*Selected extract*:
[BEGIN]

I wanted to learn more about sacks, other than the fact that they are awesome, and decided to try and discover their impact on a game as well as what factors go in to forcing and allowing sacks. This post will cover their affect on the point differential of a game.
As always I need to thank the wonderful www.cfbstats.com for providing play by play data since the 2005 season, this post, and most of my posts, would not be possible without them. The rest of this section will detail how I created my data set, so feel free to skip to the next section.
I grabbed all play by play files, as well as specific information on each rushing and passing play, from the 2005 season to the 2012 season (meaning the season started in those years). I left out last season to use as a test data set in case I needed it. I then restricted my data to only games between FBS opponents. To deal with teams moving from FCS to FBS I used the 2005 FBS list for each season, so there are some FBS-FBS games in recent years that are missing, but with the time it saved me I figured it was worth the loss of a small percentage of data. For some reason the NCAA records sacks as rushing attempts, so my first step was to change all sacks from rushing to passing plays. I then added this subset of data to the passing files to get a complete list of every pass attempt (*) from 2005-2012.
From there I wanted to filter out garbage time plays. Garbage time is defined as one team having a lead of more than 28, 24, 21, and 16 points in the 1st, 2nd, 3rd, or 4th quarter, respectively. This removed any plays where teams were getting crushed and throwing the ball no matter what. The rest of the game was still kept in the data set though, so only a small percentage of plays were removed. I then found Non-Garbage time final scores for each game using the plyr package in R, as well as finding the sack rate and number of pass attempts for each team in each game. I finally could get to work on answering my initial question; What kind of an impact do sacks have on how many points a team scores.

[END]

*Listed records*:

[BEGIN]

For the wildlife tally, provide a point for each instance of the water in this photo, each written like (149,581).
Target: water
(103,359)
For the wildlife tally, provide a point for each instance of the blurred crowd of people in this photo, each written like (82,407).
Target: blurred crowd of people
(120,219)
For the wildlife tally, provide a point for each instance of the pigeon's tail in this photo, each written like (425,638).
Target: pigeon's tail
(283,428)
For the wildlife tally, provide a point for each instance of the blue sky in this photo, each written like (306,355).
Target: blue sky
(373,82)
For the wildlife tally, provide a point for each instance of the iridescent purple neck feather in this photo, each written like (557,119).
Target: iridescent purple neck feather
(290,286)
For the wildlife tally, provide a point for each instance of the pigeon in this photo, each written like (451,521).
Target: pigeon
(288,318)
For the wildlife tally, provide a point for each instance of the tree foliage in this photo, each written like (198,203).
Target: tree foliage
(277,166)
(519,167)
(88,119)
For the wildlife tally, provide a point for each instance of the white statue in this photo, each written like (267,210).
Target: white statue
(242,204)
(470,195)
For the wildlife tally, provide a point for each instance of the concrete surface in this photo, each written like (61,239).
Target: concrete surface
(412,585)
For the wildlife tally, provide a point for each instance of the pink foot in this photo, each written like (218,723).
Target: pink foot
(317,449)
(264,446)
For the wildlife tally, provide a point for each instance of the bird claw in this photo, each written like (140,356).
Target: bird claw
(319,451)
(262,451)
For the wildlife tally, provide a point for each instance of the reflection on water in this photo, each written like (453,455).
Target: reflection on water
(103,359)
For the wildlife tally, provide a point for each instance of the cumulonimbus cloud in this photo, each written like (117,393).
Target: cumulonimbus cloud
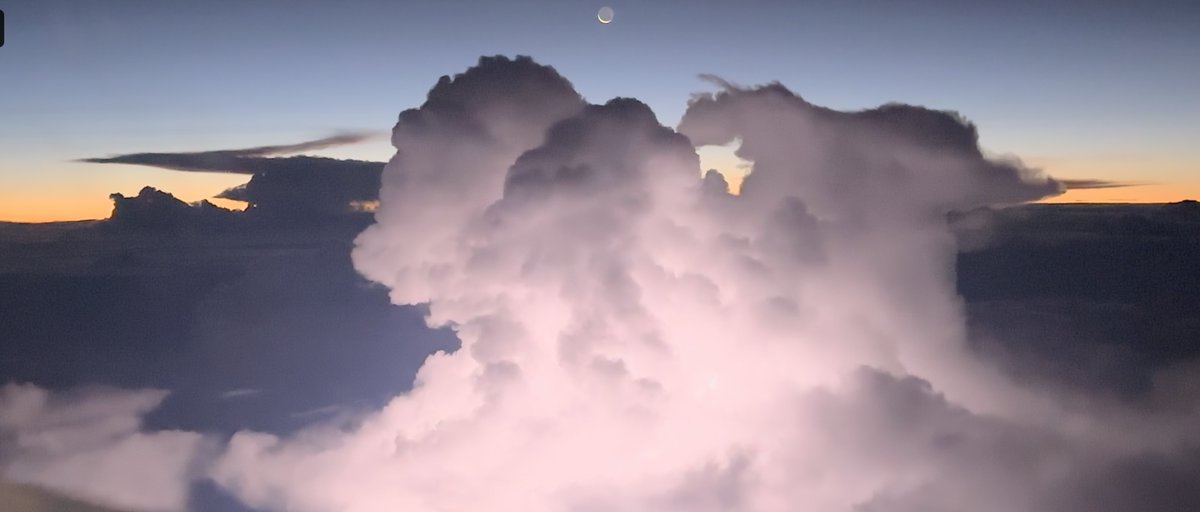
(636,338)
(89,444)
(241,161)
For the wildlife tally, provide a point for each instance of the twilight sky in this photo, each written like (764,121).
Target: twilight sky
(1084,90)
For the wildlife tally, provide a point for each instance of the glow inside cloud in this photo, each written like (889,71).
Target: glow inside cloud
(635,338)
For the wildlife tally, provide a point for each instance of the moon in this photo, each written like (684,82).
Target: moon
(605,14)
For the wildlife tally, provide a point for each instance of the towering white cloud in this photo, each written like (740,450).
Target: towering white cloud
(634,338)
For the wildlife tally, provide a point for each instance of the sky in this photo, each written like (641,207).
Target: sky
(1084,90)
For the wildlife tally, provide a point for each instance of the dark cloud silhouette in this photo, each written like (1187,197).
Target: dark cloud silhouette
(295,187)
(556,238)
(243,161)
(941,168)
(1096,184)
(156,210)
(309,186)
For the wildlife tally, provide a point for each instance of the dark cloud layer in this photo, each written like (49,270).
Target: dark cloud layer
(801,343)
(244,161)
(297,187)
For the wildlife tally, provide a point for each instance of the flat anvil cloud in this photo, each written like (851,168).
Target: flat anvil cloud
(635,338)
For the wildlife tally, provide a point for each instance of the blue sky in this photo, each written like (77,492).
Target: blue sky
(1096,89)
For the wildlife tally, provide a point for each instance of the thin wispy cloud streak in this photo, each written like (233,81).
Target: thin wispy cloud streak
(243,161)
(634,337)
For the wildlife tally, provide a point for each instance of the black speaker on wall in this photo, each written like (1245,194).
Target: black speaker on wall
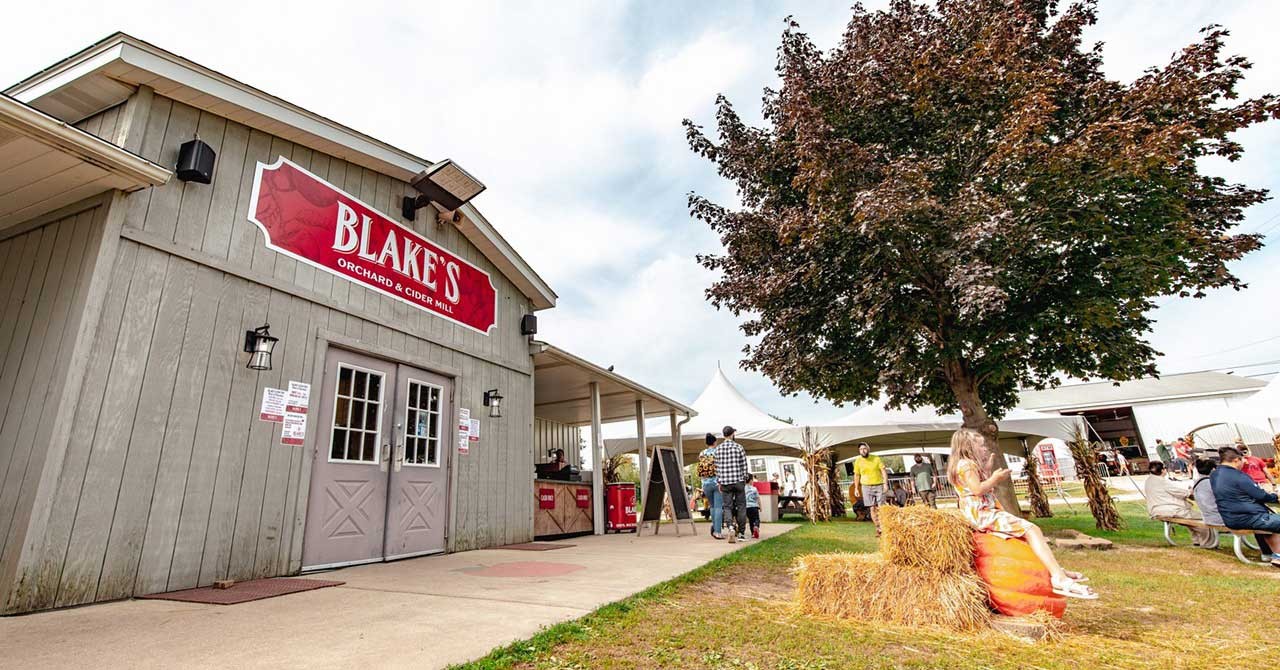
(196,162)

[END]
[BEGIN]

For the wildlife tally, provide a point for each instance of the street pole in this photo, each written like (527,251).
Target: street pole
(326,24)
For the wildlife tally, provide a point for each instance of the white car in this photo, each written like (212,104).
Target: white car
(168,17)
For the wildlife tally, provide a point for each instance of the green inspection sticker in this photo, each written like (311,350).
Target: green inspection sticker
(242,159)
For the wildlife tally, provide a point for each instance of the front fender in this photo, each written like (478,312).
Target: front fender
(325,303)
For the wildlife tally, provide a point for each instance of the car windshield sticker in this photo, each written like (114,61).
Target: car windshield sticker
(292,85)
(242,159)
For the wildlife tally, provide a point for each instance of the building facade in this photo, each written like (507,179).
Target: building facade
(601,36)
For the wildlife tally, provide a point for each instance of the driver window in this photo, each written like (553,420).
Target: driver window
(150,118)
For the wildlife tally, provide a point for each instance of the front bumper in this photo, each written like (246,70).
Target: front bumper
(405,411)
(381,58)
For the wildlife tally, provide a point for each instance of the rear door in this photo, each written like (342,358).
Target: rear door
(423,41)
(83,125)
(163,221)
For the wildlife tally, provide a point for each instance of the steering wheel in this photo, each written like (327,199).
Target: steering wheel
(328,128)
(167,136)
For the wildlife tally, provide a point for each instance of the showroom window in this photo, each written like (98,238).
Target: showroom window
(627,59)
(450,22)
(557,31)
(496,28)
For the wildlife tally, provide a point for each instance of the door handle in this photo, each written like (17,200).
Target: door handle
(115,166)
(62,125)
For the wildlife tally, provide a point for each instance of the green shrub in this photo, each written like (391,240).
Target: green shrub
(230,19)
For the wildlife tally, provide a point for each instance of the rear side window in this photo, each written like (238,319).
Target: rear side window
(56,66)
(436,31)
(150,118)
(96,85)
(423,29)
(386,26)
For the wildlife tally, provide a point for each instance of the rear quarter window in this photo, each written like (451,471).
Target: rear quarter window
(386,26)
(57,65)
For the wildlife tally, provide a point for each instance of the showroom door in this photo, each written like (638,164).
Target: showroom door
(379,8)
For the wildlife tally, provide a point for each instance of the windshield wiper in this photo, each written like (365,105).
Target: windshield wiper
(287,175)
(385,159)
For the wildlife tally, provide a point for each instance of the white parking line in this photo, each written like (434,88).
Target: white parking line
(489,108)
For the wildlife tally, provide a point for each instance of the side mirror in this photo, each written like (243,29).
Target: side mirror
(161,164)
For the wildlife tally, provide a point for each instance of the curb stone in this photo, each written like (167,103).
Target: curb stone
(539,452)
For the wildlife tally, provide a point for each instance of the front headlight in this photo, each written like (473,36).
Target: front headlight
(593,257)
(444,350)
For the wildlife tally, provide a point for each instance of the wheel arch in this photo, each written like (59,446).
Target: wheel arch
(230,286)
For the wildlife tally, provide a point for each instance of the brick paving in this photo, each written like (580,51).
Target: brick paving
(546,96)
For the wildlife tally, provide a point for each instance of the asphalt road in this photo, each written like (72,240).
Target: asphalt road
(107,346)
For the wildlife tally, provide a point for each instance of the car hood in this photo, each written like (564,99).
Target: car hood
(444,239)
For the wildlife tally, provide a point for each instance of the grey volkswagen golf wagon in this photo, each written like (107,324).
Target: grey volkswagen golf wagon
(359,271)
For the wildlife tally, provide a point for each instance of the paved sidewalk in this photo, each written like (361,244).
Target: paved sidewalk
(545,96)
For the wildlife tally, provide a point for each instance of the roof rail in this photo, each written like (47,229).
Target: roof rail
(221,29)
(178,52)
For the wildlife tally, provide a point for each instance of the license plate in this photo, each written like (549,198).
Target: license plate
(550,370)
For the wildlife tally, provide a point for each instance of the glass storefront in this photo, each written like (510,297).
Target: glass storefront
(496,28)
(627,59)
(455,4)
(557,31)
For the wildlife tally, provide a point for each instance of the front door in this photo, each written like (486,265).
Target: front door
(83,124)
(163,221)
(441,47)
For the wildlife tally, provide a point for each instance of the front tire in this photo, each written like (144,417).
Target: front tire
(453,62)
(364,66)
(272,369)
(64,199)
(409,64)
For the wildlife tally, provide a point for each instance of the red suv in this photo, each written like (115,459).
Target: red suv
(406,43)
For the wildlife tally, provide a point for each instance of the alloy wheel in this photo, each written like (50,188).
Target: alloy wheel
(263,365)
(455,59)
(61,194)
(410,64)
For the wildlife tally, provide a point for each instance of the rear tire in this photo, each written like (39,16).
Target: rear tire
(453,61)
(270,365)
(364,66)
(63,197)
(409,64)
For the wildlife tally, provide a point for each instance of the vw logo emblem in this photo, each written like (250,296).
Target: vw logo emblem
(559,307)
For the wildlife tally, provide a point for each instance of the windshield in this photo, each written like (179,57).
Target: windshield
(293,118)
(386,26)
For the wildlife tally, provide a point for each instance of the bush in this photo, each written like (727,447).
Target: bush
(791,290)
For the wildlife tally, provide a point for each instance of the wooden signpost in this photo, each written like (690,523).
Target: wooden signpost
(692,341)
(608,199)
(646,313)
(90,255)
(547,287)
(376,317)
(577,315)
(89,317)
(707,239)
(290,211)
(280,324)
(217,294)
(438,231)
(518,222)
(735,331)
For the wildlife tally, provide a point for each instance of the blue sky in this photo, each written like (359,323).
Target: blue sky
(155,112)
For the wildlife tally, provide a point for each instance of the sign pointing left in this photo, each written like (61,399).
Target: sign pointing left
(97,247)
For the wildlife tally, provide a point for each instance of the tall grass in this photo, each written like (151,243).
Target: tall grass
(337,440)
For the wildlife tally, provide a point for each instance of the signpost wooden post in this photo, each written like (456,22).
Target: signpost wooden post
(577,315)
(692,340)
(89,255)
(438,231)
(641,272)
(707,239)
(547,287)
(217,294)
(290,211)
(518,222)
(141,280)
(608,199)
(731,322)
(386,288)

[END]

*Tasks to carry out*:
- A) From the post on football sacks, reproduce the part that opens with the words containing "From there I" and closes with "a team scores.".
- B) Answer these questions using the post on football sacks:
(i) Which seasons did the play-by-play files cover?
(ii) As what kind of play does the NCAA record sacks?
(iii) In the 3rd quarter, what lead counts as garbage time?
- C) For each statement, decide whether it agrees with the post on football sacks:
(i) Last season's data was included in the main data set.
(ii) All plays from games with a large lead were removed.
(iii) The non-garbage time final scores were found with the plyr package in R.

*Worked answers*:
- A)
From there I wanted to filter out garbage time plays. Garbage time is defined as one team having a lead of more than 28, 24, 21, and 16 points in the 1st, 2nd, 3rd, or 4th quarter, respectively. This removed any plays where teams were getting crushed and throwing the ball no matter what. The rest of the game was still kept in the data set though, so only a small percentage of plays were removed. I then found Non-Garbage time final scores for each game using the plyr package in R, as well as finding the sack rate and number of pass attempts for each team in each game. I finally could get to work on answering my initial question; What kind of an impact do sacks have on how many points a team scores.

- B)
(i) The 2005 season through the 2012 season.
(ii) As rushing attempts.
(iii) A lead of more than 21 points.

- C)
(i) No: "I left out last season to use as a test data set in case I needed it."
(ii) No: "The rest of the game was still kept in the data set though, so only a small percentage of plays were removed."
(iii) Yes: "I then found Non-Garbage time final scores for each game using the plyr package in R"